(Stored items)

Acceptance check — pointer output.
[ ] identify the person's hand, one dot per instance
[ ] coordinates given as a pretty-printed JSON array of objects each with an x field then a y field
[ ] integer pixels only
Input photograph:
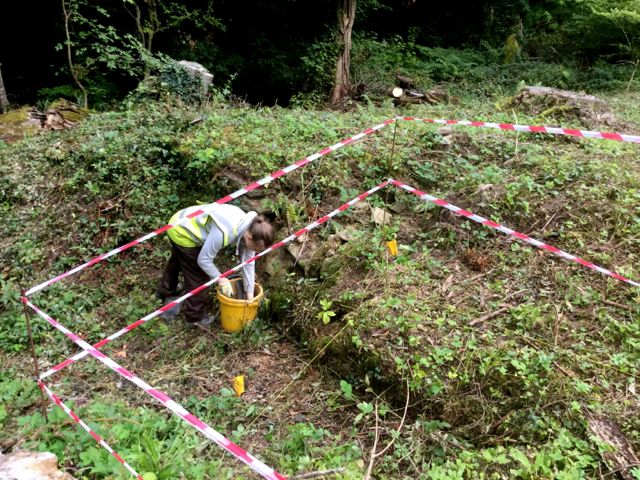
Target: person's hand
[{"x": 225, "y": 287}]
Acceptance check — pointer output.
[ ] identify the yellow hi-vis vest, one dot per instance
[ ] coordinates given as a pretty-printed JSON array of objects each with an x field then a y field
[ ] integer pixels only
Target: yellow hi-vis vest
[{"x": 194, "y": 231}]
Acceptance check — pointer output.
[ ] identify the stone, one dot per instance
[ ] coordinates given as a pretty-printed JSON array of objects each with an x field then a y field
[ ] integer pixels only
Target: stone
[
  {"x": 25, "y": 465},
  {"x": 380, "y": 216}
]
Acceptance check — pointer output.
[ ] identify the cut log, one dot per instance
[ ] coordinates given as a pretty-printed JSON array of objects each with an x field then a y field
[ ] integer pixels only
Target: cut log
[
  {"x": 404, "y": 82},
  {"x": 396, "y": 92}
]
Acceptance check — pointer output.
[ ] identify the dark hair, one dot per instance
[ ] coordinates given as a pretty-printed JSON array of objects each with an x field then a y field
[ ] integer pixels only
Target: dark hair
[{"x": 261, "y": 231}]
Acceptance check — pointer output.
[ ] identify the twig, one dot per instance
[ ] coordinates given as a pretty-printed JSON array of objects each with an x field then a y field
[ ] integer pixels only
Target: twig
[
  {"x": 549, "y": 221},
  {"x": 372, "y": 457},
  {"x": 619, "y": 305},
  {"x": 375, "y": 454},
  {"x": 489, "y": 316},
  {"x": 319, "y": 473}
]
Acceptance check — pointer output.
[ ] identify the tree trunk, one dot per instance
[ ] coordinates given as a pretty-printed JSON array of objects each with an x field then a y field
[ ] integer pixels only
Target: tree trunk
[
  {"x": 73, "y": 70},
  {"x": 4, "y": 101},
  {"x": 346, "y": 18}
]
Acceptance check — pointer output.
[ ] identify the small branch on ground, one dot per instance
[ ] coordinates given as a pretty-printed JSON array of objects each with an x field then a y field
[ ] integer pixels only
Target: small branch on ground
[
  {"x": 318, "y": 474},
  {"x": 375, "y": 454},
  {"x": 489, "y": 316}
]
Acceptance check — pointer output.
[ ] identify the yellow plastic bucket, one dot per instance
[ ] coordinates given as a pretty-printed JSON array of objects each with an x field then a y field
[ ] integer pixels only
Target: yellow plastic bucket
[{"x": 235, "y": 314}]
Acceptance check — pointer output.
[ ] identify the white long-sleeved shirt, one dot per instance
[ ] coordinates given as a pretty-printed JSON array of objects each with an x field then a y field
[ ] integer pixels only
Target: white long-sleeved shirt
[{"x": 214, "y": 242}]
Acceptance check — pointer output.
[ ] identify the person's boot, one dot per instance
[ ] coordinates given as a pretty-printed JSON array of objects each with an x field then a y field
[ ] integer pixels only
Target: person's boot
[{"x": 203, "y": 322}]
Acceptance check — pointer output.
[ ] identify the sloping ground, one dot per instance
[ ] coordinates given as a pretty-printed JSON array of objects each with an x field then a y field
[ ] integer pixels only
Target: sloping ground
[{"x": 507, "y": 352}]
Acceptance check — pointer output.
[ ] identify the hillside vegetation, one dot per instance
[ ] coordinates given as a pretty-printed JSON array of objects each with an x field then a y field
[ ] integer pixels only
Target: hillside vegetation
[{"x": 467, "y": 355}]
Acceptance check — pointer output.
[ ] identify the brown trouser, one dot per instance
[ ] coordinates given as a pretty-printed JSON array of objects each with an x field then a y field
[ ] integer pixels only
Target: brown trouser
[{"x": 185, "y": 260}]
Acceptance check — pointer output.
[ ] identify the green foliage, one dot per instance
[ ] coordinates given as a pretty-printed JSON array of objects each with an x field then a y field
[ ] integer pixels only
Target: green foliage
[
  {"x": 170, "y": 80},
  {"x": 326, "y": 314}
]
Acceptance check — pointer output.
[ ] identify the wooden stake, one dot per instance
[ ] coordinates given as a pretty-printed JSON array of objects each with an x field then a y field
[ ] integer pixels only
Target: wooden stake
[{"x": 4, "y": 101}]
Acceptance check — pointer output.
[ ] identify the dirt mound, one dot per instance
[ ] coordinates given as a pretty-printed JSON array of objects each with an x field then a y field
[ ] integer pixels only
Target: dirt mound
[{"x": 551, "y": 103}]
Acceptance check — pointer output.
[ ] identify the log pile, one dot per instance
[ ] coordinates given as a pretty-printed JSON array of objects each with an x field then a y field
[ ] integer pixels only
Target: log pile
[{"x": 405, "y": 93}]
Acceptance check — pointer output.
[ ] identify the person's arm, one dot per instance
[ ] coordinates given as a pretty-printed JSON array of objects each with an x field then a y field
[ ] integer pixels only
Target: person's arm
[
  {"x": 248, "y": 272},
  {"x": 212, "y": 245}
]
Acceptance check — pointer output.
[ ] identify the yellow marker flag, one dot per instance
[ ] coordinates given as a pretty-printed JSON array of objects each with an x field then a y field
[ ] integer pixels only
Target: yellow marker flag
[
  {"x": 238, "y": 385},
  {"x": 392, "y": 245}
]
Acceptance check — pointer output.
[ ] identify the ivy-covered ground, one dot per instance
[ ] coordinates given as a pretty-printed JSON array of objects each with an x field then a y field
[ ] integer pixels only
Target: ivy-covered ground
[{"x": 467, "y": 355}]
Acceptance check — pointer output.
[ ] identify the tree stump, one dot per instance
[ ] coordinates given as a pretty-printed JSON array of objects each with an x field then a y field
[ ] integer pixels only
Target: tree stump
[{"x": 551, "y": 103}]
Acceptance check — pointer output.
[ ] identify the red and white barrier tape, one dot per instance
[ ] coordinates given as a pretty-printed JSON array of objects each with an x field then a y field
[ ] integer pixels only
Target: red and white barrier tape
[
  {"x": 55, "y": 399},
  {"x": 238, "y": 452},
  {"x": 513, "y": 233},
  {"x": 238, "y": 193},
  {"x": 423, "y": 195},
  {"x": 197, "y": 290},
  {"x": 620, "y": 137},
  {"x": 301, "y": 163},
  {"x": 209, "y": 432}
]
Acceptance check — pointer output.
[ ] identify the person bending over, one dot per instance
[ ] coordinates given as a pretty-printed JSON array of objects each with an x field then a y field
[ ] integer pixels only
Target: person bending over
[{"x": 195, "y": 244}]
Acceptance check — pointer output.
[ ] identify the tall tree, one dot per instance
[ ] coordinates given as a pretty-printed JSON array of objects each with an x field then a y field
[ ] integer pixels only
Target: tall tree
[
  {"x": 346, "y": 19},
  {"x": 4, "y": 101},
  {"x": 69, "y": 9}
]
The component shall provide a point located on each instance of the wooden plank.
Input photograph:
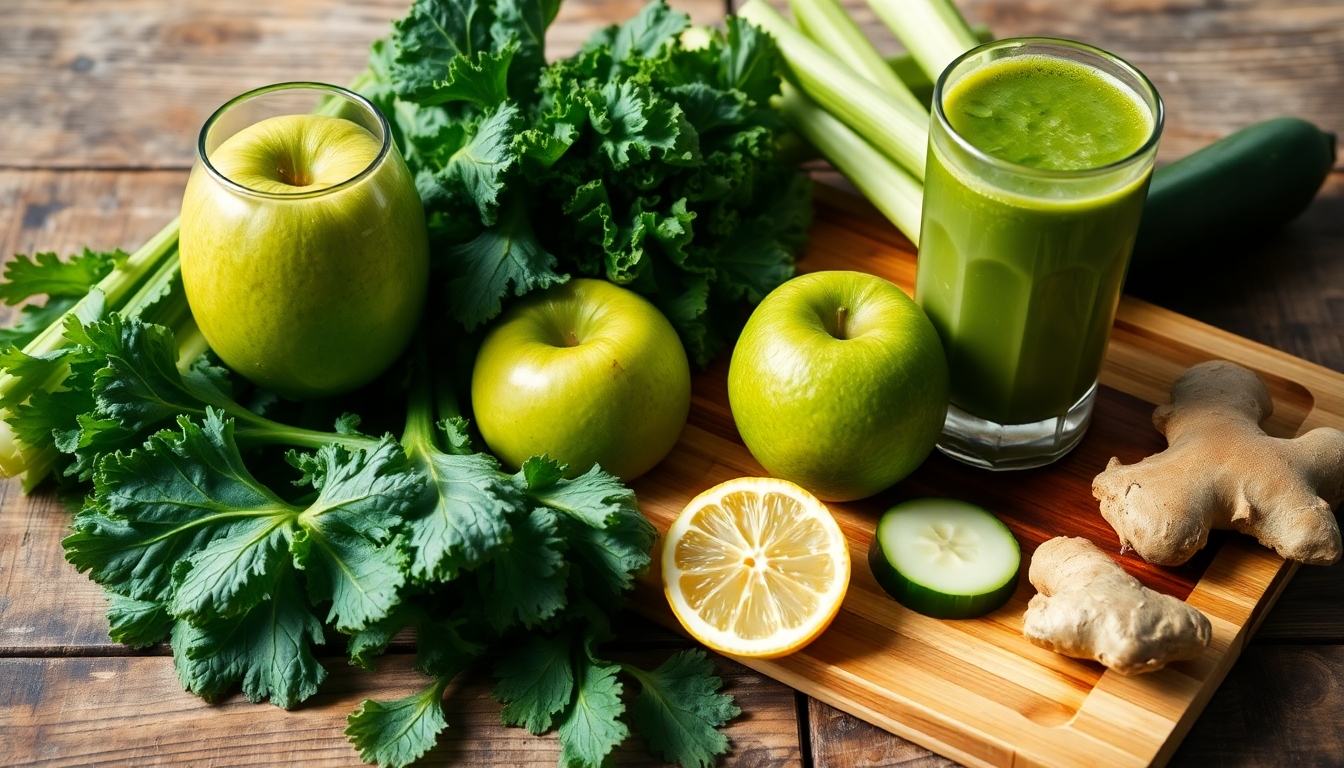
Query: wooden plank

Problem to solve: Whenever the word "plank" shows up in a line of the entries, list that line.

Answer:
The component shall provide a point located on each instance of the wooden plank.
Query: wooden plank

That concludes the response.